AVAILABLE RECORDS
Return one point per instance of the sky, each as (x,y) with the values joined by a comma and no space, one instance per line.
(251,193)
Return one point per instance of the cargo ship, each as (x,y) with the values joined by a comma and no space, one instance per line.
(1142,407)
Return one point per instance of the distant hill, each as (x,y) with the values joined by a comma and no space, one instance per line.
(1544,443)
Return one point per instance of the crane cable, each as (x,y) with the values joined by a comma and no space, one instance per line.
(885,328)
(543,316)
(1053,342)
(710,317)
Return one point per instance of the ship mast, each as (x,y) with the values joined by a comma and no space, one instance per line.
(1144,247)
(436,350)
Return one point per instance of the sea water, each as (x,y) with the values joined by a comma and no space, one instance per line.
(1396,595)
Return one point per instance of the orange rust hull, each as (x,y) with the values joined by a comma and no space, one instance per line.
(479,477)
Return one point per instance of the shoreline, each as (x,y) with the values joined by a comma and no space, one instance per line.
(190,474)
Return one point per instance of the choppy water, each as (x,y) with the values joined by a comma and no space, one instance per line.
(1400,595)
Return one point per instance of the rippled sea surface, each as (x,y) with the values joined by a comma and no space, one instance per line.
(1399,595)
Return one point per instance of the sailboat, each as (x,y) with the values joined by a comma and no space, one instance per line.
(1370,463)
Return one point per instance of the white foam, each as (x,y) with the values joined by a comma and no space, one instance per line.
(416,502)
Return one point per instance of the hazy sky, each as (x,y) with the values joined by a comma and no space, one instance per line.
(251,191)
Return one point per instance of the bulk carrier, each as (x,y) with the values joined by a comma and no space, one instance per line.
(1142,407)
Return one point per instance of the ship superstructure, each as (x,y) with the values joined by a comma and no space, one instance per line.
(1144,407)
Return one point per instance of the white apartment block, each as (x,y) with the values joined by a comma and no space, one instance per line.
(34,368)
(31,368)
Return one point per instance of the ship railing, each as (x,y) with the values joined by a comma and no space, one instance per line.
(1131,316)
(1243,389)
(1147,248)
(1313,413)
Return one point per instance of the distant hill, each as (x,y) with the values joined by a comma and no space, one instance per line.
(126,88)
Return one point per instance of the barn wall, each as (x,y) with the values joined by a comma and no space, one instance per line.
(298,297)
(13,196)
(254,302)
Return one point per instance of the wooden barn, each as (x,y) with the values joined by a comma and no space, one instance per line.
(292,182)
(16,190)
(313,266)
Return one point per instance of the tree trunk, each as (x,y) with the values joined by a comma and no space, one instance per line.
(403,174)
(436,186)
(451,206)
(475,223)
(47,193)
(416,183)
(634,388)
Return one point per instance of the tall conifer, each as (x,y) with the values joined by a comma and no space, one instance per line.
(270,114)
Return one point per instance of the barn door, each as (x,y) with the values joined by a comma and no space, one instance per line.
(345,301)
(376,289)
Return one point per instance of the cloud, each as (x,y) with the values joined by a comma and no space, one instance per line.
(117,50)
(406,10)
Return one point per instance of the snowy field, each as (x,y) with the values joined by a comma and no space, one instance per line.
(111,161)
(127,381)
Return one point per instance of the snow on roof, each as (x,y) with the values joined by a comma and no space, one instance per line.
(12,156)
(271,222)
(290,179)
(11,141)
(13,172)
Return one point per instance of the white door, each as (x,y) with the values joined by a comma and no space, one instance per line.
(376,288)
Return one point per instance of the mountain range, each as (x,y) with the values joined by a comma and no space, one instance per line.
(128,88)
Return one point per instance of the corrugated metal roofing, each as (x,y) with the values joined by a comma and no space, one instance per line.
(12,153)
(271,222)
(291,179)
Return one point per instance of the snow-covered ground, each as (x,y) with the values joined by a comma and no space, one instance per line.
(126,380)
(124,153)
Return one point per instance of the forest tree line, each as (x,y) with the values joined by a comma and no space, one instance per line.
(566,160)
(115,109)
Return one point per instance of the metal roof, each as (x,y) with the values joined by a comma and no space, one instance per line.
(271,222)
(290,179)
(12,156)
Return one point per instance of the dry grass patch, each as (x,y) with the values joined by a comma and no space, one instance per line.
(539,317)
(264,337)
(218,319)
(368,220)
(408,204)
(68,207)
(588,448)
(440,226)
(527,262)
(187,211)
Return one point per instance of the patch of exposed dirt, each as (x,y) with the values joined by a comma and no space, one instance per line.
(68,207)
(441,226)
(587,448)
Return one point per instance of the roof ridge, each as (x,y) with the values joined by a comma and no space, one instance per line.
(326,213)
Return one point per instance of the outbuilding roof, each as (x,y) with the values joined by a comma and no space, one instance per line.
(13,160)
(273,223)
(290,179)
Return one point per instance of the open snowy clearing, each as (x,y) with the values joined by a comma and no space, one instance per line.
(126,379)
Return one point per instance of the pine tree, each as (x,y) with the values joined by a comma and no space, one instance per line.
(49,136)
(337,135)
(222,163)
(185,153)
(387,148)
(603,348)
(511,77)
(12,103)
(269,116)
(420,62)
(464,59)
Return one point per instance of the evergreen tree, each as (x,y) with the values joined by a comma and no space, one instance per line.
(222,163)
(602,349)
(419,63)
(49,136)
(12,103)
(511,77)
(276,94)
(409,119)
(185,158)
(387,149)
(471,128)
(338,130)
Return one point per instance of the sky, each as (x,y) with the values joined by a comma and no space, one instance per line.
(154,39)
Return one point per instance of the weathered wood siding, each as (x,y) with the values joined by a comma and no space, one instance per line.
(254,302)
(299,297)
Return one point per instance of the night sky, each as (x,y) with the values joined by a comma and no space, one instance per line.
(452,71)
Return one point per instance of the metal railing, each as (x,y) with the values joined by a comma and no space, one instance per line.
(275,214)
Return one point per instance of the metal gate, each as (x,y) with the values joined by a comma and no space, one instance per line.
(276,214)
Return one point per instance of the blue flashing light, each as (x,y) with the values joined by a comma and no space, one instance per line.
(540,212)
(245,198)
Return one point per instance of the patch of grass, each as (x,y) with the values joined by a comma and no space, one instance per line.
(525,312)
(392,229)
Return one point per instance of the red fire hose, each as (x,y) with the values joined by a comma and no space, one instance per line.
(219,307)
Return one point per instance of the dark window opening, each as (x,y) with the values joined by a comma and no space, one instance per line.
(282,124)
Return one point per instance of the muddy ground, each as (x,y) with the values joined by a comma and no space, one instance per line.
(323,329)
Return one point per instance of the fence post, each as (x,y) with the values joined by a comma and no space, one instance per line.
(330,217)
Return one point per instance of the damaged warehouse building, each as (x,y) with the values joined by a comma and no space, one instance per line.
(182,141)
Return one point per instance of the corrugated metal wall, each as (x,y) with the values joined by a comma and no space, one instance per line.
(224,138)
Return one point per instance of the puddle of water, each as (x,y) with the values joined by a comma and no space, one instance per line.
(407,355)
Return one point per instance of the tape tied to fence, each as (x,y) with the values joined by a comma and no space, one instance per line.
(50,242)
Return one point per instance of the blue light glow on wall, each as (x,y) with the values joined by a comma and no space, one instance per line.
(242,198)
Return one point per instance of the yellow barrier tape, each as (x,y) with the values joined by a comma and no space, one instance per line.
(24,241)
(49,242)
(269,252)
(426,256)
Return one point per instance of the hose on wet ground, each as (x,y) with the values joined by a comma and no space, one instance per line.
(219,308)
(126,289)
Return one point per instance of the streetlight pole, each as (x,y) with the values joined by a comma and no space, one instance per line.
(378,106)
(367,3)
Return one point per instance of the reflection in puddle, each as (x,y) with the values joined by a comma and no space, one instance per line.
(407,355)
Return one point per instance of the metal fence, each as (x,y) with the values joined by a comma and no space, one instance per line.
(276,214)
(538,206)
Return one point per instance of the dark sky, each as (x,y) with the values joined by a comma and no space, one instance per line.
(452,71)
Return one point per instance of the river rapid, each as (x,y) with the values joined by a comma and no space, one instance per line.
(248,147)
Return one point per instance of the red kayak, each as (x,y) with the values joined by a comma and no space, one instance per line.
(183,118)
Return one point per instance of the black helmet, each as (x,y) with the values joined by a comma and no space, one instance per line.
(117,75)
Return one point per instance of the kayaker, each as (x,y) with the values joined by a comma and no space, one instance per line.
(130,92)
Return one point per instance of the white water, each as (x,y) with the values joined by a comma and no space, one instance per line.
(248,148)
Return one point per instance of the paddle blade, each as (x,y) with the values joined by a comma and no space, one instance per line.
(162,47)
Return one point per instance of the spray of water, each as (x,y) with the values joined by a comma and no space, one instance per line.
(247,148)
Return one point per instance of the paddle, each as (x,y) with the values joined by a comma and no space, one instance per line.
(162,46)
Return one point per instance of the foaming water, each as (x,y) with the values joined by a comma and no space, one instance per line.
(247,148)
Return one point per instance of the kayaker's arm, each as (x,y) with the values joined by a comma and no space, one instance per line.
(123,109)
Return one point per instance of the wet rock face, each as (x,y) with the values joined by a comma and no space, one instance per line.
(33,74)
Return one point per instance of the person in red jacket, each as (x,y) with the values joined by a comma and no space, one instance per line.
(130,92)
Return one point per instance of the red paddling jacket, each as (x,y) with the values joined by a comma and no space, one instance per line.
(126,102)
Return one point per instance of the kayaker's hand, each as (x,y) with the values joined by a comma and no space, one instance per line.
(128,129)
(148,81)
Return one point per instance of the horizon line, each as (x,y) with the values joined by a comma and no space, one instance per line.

CHALLENGE
With both ends included, please retype exactly the lines from the line containing "Return one point per instance of the spray" to the final line of the data.

EXPECTED ANSWER
Return one point per instance of the spray of water, each as (x,y) with the values joined by a comma and no space, one instance per line.
(247,148)
Return one point per instance of the paddle, each as (x,y) with the values joined by a comma and no space, one instance per line.
(162,46)
Return one point per instance of the foaming water, each as (x,y) with the values joined by a comma and no space, one instance per line.
(247,148)
Return one point per instance of the kayaker's arm, each as (x,y) with the values joined by a comma and no space, one instance per line.
(123,109)
Return one point per instance of the wet rock face, each as (x,y) with the values joined by a comma and no space, one instance per line.
(33,74)
Return one point per instance of the person in red jacket, each as (x,y) with the values joined by a comma and no space, one instance per line.
(130,92)
Return one point per instance of the red paddling jacket, each as (x,y) with the values joined by a comma and no space, one instance per line.
(126,102)
Return one point per instance of the kayaker's hand, each as (x,y) with the values joined by a comma and no space, one instance per line.
(128,129)
(148,81)
Return one point per instance of the horizon line, each as (x,y) with the values joined by a comma and no space, one instance per line.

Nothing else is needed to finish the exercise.